- [Records for the exercise]:
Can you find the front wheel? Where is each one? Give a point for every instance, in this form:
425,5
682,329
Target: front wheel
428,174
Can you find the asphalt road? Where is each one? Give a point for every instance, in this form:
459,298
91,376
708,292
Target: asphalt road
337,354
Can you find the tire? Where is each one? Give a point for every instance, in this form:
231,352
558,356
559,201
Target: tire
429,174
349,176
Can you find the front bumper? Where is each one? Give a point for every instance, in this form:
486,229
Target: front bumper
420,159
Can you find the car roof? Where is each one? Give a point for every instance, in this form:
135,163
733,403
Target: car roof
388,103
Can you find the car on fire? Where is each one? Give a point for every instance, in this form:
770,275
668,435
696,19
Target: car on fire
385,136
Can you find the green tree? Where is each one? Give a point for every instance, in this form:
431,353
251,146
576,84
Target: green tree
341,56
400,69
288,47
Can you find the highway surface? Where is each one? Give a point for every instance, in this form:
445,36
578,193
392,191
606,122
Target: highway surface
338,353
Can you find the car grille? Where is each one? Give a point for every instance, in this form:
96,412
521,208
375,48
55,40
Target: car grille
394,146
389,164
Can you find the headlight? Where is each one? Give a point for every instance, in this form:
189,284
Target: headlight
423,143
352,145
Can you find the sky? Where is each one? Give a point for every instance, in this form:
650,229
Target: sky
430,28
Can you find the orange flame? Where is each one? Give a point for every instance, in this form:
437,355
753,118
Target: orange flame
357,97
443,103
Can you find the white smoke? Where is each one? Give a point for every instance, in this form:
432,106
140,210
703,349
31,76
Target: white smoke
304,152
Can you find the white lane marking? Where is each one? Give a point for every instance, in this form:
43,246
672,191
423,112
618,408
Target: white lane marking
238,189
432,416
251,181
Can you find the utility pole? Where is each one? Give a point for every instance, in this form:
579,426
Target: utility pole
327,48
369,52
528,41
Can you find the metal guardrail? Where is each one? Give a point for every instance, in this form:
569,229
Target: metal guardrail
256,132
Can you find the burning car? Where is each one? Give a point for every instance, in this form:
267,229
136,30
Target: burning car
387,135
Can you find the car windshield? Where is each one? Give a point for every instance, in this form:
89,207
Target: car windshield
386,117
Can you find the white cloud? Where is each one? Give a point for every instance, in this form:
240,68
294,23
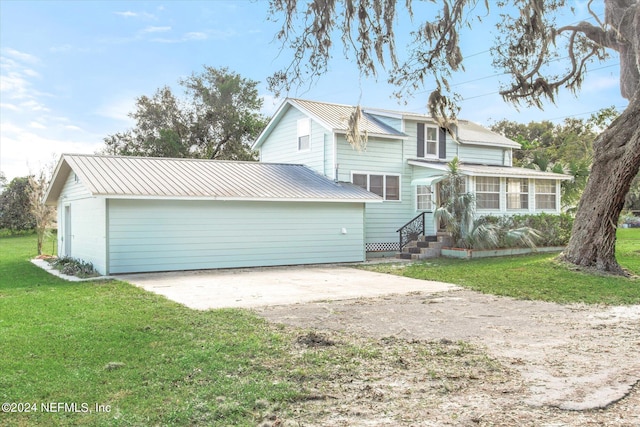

- [About this task]: Copy the full listing above exactly, apart from the pictures.

- [Solution for this task]:
Can you find the front wheel? Where is each one? Give a point for every instance, in this form:
425,5
682,329
Target: front wheel
428,174
Can you find the asphalt road? Where is each one? Give a point for every instance, in this form:
459,298
91,376
708,292
Target: asphalt road
337,354
Can you find the tire? Where is each one? Give a point for every instance, in this form:
231,352
558,356
559,201
Target: tire
429,174
349,176
Can you find the front bumper? Where is each one? Give a point for every instance, in this form:
486,229
Target: front bumper
420,159
Can you find the car roof? Where is each one? Give a point for every instance, in this form:
135,163
733,403
Target: car roof
388,103
Can you find the car on fire? Where is each one? Give a point for every instance, in this form:
770,275
668,435
696,19
Target: car on fire
385,136
Can you find the green tree? Where is each one? Give a point for every instance, in this form:
431,353
251,146
576,84
Target: green tree
341,56
400,69
288,47
Can you find the highway surface? Where is each one? Give a point for every instance, in this form:
445,36
578,193
392,191
606,122
Target: highway surface
338,353
Can you find the car grille? Where is each one? Give a point for every instance, in this form:
96,412
521,208
375,48
55,40
Target: car grille
394,146
389,164
Can you find the headlight? Where is each one? Give a point for every instance, in this form:
189,284
Target: headlight
423,143
352,145
Can you find the sky? Where is each one? Give a point for every instance, in this form:
650,229
Target: sky
430,28
Can you find the orange flame? Where is each one? Give a point for every instance, in this form:
437,355
753,118
Target: orange flame
357,97
443,103
Can you find the white smoke? Where is each one? Give a point for every instance, in this form:
432,106
140,210
703,349
31,76
Target: white smoke
304,152
Can you find the white lane marking? Where is each one? Give a point for every instance, in this form:
43,246
672,191
423,112
618,408
Target: white lane marking
238,189
432,416
251,181
Can you find the utility pole? Where is each one? Give a point for every instance, in this form:
579,426
Target: utility pole
327,48
369,52
528,41
Can you find the metal guardrail? Where is each one? Give a point for every instance, in this form:
569,229
Target: metal guardrail
256,132
Can you find the burning car? Where is each one? Give a point for every instance, in this form:
267,229
136,30
Target: burning car
387,135
Can you find the car windshield? Where is each one? Give a point for every instance, in this form:
89,207
Target: car windshield
386,117
Can you find the white cloud? Where is each one? Give a point for every instance, in this form:
240,68
294,23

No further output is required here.